In general, the goal is to organize your documents so that they make sense as 
standalone units for queries and updates. Based on those statistics, it looks 
to me like you're in a pretty good place for that, already.

If your documents were 20x larger, and you had a strict separation between 
'doc' and 'cite' content, then fragmentation might make sense. From a strict 
data throughput point of view, the ideal would be if every fragment were 
exactly the size of a disk I/O (which might be 32-256 kB). You are in that 
ballpark: your average document is smaller than an I/O, and your largest 
documents aren't all that large. So I would not fragment those documents.

For the facets, I would stick with the multiple range indexes strategy.

-- Mike

On 18 Oct 2011, at 18:47 , Will Thompson wrote:

> Thanks Mike, this is very helpful.
> 
> We store our XML per chapter, but fragment on /doc (typically 1st level 
> headings under chapter) in ML. I ran some numbers -- These are the values for 
> the number of characters in a /doc:
> 
> <stats xmlns:xml="http://www.w3.org/XML/1998/namespace";>
> <median>1720</median>
> <min>91</min>
> <max>158093</max>
> <avg>4208.54800490263</avg>
> </stats>
> 
> And these are the values for number of cites per /doc:
> 
> <stats xmlns:xml="http://www.w3.org/XML/1998/namespace";>
> <median>4</median>
> <min>0</min>
> <max>531</max>
> <avg>12.9925098733488</avg>
> </stats>
> 
> A typical citation is about 150 characters of data or less; 250 if you 
> include metadata. Since we have a relatively small database, I assumed it 
> would be most performant to include a fragment root for /cite, even if it 
> bloats up our index.

→ **BRIEF 1**:
In the fragmentation thread, which approach does Mike advise keeping for the facets?
→ **BRIEF 2**:
Continue the fragmentation thread from its final sentence.
The data after this point comes from an unrelated source.

→ **DATA SUPPLIED**:
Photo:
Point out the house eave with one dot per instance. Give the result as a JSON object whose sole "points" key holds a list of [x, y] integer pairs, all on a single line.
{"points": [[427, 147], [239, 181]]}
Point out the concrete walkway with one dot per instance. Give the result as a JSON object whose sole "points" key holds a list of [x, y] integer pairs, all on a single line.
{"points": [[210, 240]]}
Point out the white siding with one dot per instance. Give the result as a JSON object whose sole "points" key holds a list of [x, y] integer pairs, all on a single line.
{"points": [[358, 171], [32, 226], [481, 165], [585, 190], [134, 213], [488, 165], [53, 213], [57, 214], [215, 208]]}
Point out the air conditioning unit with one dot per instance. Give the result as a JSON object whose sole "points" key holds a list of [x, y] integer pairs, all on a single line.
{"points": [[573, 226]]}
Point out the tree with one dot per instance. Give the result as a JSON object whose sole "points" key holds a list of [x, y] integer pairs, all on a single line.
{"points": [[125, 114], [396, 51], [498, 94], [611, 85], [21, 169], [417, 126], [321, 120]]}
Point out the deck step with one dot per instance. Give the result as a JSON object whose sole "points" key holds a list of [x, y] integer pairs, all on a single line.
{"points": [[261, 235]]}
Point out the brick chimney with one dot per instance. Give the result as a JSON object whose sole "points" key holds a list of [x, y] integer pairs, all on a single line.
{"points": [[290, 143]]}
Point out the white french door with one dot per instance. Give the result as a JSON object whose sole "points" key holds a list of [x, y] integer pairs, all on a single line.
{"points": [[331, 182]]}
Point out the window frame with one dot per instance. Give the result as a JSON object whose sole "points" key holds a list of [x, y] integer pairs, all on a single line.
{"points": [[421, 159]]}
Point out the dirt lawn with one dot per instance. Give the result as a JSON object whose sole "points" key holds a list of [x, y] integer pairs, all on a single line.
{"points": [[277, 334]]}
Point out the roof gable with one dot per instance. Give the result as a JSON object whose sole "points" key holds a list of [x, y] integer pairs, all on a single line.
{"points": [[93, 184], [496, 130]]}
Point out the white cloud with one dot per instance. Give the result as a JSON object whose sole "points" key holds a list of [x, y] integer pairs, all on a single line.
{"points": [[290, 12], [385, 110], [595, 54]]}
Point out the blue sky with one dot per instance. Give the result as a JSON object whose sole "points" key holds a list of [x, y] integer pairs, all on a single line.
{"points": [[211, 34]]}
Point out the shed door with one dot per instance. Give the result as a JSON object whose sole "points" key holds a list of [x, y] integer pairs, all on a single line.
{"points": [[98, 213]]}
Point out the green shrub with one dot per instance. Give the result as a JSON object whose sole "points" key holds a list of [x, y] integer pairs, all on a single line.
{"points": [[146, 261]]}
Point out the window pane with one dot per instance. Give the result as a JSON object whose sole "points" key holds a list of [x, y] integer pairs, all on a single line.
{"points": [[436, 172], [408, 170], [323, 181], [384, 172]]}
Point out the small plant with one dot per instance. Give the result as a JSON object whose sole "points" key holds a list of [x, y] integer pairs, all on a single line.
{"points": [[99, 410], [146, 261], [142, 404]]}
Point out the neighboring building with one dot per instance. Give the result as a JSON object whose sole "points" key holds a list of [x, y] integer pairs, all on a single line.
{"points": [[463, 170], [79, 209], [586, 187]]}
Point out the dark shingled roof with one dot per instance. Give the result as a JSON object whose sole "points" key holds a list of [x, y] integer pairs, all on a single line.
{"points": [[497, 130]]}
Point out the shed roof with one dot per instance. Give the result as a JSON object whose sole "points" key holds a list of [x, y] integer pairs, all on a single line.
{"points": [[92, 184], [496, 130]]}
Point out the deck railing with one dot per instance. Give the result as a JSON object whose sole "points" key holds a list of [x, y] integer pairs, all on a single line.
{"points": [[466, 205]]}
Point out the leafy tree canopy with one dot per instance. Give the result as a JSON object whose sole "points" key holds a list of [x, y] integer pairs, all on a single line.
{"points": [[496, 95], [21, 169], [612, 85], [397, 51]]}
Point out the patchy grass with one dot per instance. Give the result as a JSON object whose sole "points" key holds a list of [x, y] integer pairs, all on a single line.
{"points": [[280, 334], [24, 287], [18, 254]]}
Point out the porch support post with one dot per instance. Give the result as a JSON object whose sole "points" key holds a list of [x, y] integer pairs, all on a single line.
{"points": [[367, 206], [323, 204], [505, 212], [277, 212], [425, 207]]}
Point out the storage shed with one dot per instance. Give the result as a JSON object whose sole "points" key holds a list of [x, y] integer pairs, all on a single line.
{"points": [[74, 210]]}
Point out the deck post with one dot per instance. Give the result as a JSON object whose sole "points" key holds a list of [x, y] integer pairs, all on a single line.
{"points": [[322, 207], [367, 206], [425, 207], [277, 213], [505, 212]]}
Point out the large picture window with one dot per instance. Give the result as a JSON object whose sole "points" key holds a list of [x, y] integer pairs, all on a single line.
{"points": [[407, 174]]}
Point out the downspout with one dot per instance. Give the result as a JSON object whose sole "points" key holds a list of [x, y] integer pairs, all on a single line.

→ **RESPONSE 1**:
The multiple range indexes strategy.

→ **RESPONSE 2**:
> 
> -Will
> 
> 
> -----Original Message-----
> From: [email protected] 
> [mailto:[email protected]] On Behalf Of Michael Blakeley
> Sent: Tuesday, October 18, 2011 8:06 PM
> To: General MarkLogic Developer Discussion
> Subject: Re: [MarkLogic Dev General] How to get different facet counts for 
> different searchable-expression in Search API
> 
> Yes, the whole purpose of fragment rules is to create more fragments. It 
> isn't necessarily a win for accurate estimate: accuracy could also get worse, 
> depending on your use cases.
> 
> But if the fragment counts didn't change, then the fragment root probably had 
> an error in its specification. Wrong namespace, maybe? I wouldn't worry about 
> it: from what I'm reading in this thread, I don't think you'd benefit from 
> fragmenting these documents. If you do want to review it more thoroughly, 
> though, I'd start by asking for content statistics. What are the min, max, 
> and median sizes of your documents, and how much of that size is in cite 
> elements? What are the min, max, and median counts of cite elements per 
> document?
> 
> -- Mike
> 
> On 18 Oct 2011, at 17:53 , Will Thompson wrote:
> 
>> Ah, that makes sense. I am already dynamically building the options node 
>> based on some querystring params, so it should be pretty straightforward to 
>> build this in based on the results of a string search. I doubt it would 
>> generate false positives.
>> 
>> Also, when I was testing, I did create a fragment root on 'cite', but the 
>> fragment counts are the same regardless. Should they be different 
>> with/without? I thought having the fragment root would just improve the 
>> accuracy of xdmp:estimate().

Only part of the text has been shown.